- Exercise aim
Copy out the entries that follow, unchanged.

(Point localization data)
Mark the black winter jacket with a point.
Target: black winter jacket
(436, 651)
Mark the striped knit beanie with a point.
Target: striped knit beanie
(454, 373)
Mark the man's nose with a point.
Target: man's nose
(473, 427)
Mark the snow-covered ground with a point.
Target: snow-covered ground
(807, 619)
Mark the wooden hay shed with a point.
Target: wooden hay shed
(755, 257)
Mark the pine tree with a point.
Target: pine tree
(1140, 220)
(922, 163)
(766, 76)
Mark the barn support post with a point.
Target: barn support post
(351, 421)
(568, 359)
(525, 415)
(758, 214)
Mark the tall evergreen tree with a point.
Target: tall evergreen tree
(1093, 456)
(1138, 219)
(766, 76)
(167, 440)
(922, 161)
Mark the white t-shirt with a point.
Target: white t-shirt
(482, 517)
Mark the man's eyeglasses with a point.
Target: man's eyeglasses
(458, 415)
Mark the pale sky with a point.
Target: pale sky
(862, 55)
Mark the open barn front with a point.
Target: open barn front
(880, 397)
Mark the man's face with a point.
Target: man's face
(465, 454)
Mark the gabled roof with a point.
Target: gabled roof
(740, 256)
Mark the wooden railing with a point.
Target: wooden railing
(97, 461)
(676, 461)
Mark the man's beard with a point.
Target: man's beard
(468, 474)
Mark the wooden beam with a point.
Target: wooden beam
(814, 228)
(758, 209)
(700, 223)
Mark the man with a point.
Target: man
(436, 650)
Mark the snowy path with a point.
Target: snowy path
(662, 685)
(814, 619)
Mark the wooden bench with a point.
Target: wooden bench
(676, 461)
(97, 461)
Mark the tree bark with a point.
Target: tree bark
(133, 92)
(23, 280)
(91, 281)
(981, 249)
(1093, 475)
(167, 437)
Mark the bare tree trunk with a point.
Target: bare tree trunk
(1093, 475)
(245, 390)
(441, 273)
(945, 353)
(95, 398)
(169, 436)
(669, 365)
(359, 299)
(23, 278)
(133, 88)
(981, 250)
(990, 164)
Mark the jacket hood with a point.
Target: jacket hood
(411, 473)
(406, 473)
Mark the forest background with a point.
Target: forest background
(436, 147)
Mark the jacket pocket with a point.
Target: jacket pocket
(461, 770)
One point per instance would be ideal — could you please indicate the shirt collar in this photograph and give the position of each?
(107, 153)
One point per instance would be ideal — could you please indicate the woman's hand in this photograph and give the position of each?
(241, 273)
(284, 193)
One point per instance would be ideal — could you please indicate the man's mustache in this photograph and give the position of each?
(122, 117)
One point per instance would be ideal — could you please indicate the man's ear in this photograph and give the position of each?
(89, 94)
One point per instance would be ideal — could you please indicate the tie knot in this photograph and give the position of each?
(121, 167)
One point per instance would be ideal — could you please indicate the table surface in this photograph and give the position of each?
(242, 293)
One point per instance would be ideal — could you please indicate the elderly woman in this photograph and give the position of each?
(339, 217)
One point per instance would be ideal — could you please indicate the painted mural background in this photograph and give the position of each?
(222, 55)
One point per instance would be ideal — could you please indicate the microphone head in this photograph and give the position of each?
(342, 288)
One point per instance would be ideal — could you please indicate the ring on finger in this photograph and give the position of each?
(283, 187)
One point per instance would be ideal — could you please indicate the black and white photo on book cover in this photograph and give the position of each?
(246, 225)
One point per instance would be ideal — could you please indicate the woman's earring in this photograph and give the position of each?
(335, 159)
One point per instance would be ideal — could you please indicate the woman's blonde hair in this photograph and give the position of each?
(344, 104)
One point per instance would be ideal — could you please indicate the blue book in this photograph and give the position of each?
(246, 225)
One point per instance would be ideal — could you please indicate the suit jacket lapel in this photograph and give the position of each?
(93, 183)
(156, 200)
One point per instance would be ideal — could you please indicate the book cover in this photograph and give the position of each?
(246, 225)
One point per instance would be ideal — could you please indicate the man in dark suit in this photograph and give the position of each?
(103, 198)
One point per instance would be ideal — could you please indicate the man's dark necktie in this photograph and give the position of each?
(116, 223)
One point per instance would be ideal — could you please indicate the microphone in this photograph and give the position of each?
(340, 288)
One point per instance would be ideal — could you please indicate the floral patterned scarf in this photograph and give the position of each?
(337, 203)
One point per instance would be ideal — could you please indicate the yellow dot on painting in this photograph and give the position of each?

- Response box
Mark the black winter jacket with a point.
Target: black winter jacket
(436, 651)
Mark the striped knit beanie with a point.
Target: striped knit beanie
(454, 373)
Mark the man's nose with a point.
Target: man's nose
(473, 427)
Mark the snow-covered ground with a point.
Target: snow-covered ground
(807, 619)
Mark the wooden hay shed with a point.
Target: wooden hay shed
(755, 257)
Mark the pine tree with a point.
Target: pine tree
(1140, 220)
(922, 163)
(766, 76)
Mark the barn support post with a point.
Target: barn support post
(351, 421)
(568, 359)
(525, 415)
(758, 214)
Mark the tall evergreen tree with a point.
Target: tall evergreen tree
(1093, 456)
(1138, 219)
(766, 76)
(167, 440)
(922, 161)
Mark the white t-shirt with a point.
Target: white t-shirt
(482, 517)
Mark the man's eyeglasses with a point.
Target: man's eyeglasses
(458, 415)
Mark the pale sky with a point.
Target: pale sky
(862, 55)
Mark the open barn front with a point.
Target: open barn front
(880, 397)
Mark the man's face with a point.
Target: man's face
(465, 454)
Mark the gabled roof with a point.
Target: gabled roof
(740, 256)
Mark the wooden railing with a point.
Target: wooden railing
(97, 461)
(676, 461)
Mark the man's beard with a point.
Target: man's beard
(468, 474)
Mark the wooden beam with a point.
Target: wooden beam
(814, 228)
(758, 209)
(700, 223)
Mark the man with a point.
Target: man
(436, 650)
Mark the snowy path with a point.
Target: snowy path
(662, 685)
(814, 619)
Mark the wooden bench with a point.
Target: wooden bench
(676, 461)
(97, 461)
Mark the tree bark with a point.
Target: tree bark
(133, 92)
(23, 280)
(91, 281)
(981, 249)
(1093, 475)
(167, 437)
Mark the bare tree trunk with a point.
Target: bare tree trunk
(1093, 475)
(245, 390)
(441, 273)
(945, 353)
(95, 398)
(169, 436)
(669, 365)
(359, 299)
(23, 278)
(133, 88)
(981, 250)
(990, 164)
Mark the jacket hood with a point.
Target: jacket hood
(411, 473)
(406, 473)
Mark the forest background with a point.
Target: forest background
(436, 147)
Mark the jacket pocket with a point.
Target: jacket pocket
(461, 770)
One point per instance would be ideal — could you please indicate the shirt collar in this photograph and give the position of each?
(107, 153)
One point per instance would be ideal — could you please indicate the woman's hand in this photograph and give the position of each?
(241, 273)
(284, 193)
One point per instance would be ideal — could you please indicate the man's mustache in this photograph and give the position of each?
(122, 117)
One point per instance would be ideal — could you please indicate the man's ear in this photograph and give the position of each?
(89, 94)
One point per instance would be ideal — could you please indicate the tie knot in this photograph and give the position of each?
(121, 167)
One point per instance would be ideal — could you please indicate the table surface in this photograph and give the position of each?
(242, 293)
One point per instance would be ideal — could you please indicate the elderly woman in this photograph and give the position of each?
(339, 217)
One point per instance would be ideal — could you please indicate the painted mural background in this photograph and give the position of each?
(222, 55)
One point per instance would be ideal — could you please indicate the microphone head in this photograph and give the position of each?
(342, 288)
One point per instance would be ideal — could you please indicate the ring on finger in this photograph and give the position of each?
(283, 187)
One point per instance would be ideal — could you please indicate the black and white photo on book cover in this photograph and give the position of each?
(246, 225)
One point per instance would be ideal — could you please indicate the woman's earring in this photograph and give the position of each?
(335, 159)
One point per instance would be ideal — could you please indicate the woman's blonde hair in this photograph and give the position of each?
(344, 104)
One point per instance would be ideal — could you please indicate the blue book in this photograph and give the position of each?
(246, 225)
One point per instance would be ideal — could you please indicate the suit jacket lapel in this photograph and give the position of each?
(93, 183)
(156, 200)
One point per instance would be ideal — could you please indicate the book cover in this photograph and give the position of each?
(246, 225)
One point per instance would be ideal — could you please indicate the man in dark suit in this photograph and give the position of each?
(103, 198)
One point per instance would be ideal — could you please indicate the man's dark necktie in this photograph and give the position of each?
(116, 223)
One point per instance would be ideal — could you please indicate the microphone in this photograph and give the position of each?
(340, 288)
One point per instance would be ideal — could you please indicate the floral patterned scarf in this photograph and give the position of each?
(337, 203)
One point per instance would be ideal — could you please indicate the yellow dot on painting in this photograph and give the position of each?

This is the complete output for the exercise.